Was eine Misshandlung sei, habe Wilfried Wagener nicht beantworten können. Seiner Meinung nach sei es keine Straftat, wenn eine Frau an eine Heizung angekettet würde. Auch ein Schuss auf einen Menschen sei nach seinem Verständnis keine Straftat, sagte Saimeh. Das Verhalten des 48-Jährigen erinnere eher an das Auftreten eines Grundschulkindes. Die Gutachterin hält ihn aus diesen Gründen für vermindert schuldfähig.
Wilfried Wagener und seine Ex-Frau Angelika stehen im Fall des sogenannten Horrorhauses von Höxter wegen Mordes durch Unterlassen vor Gericht. Über Jahre hinweg sollen sie mehrere Frauen in ihr Haus gelockt und dort schwer misshandelt haben. Zwei Frauen kamen dabei ums Leben. Zuletzt hatte sich der Prozess monatelang wegen eines Gutachterwechsels verzögert. Nun, mehr als 20 Monate nach Prozessauftakt, hat Saimeh das Wort - zwei Tage lang soll sie sich dazu äußern, wie sie die Schuldfähigkeit der beiden Angeklagten einschätzt.
Vorab war schon bekannt geworden, dass Saimeh empfiehlt, Wilfried Wagener in die Psychiatrie einzuweisen. Als Grund gab die Expertin eine erhebliche Intelligenzminderung und eine Persönlichkeitsstörung an, die sich im Abhängigkeitsverhältnis zur Angeklagten zeige. Saimeh fungiert allerdings auch als Gutachterin für Angelika Wagener.

◆ Arbeitsanweisungen ◆
**1.** Nenne alle Personen, die im Text zum Höxter-Prozess mit Namen genannt werden.
**2.** Setze den Text zum Höxter-Prozess im Anschluss an seinen letzten Satz fort.

◆ Datenabschnitt ◆
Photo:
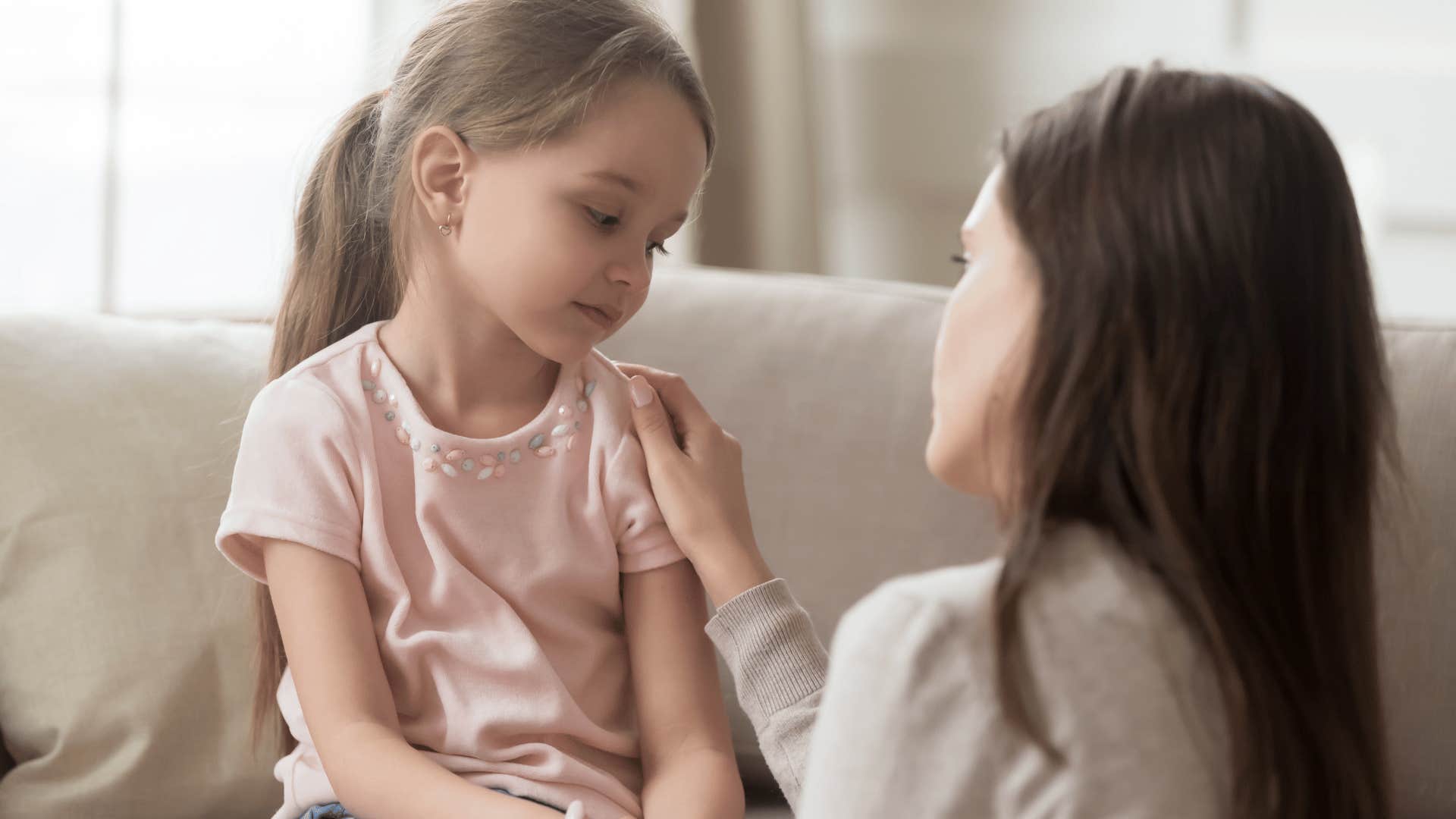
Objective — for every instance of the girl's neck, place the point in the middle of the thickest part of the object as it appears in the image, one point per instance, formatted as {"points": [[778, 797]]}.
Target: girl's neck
{"points": [[468, 371]]}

◆ Erwartete Antworten ◆
**1.** Wilfried Wagener, Angelika Wagener, Saimeh

**2.**
Erster Gutachter wurde vom Gericht abgesetzt
Nachdem der für Wilfried Wagener bestellte Gutachter Michael Osterheider sich in Widersprüche verwickelt hatte, hatte dieser sich zunächst krank gemeldet und war dann vom Gericht abgesetzt worden. Deshalb war der Prozess ins Stocken geraten, zwischendurch drohte er sogar zu platzen. Dann übernahm Saimeh auch die Beurteilung des männlichen Angeklagten. Experten halten es allerdings für problematisch, dass ein Sachverständiger in einem Verfahren zwei Angeklagte untersucht, deren Aussagen sich in wesentlichen Teilen diametral widersprechen.
Angelika Wagener beschuldigt ihren Ex-Ehemann, auch sie selbst schwer misshandelt zu haben. Er habe ihr unter anderem Arm und Schulter mit kochend heißem Wasser verbrüht und ihr, als Bestrafung für angebliches Fehlverhalten, Dutzende Male die Brüste blutig gebissen. Wilfried Wagener sagt, das sei gelogen: Die Bisse habe sie, gegen seinen Willen, eingefordert, weil es sie sexuell erregt habe; die Verbrühung habe sie sich selbst zugefügt, um arbeitsunfähig geschrieben zu werden.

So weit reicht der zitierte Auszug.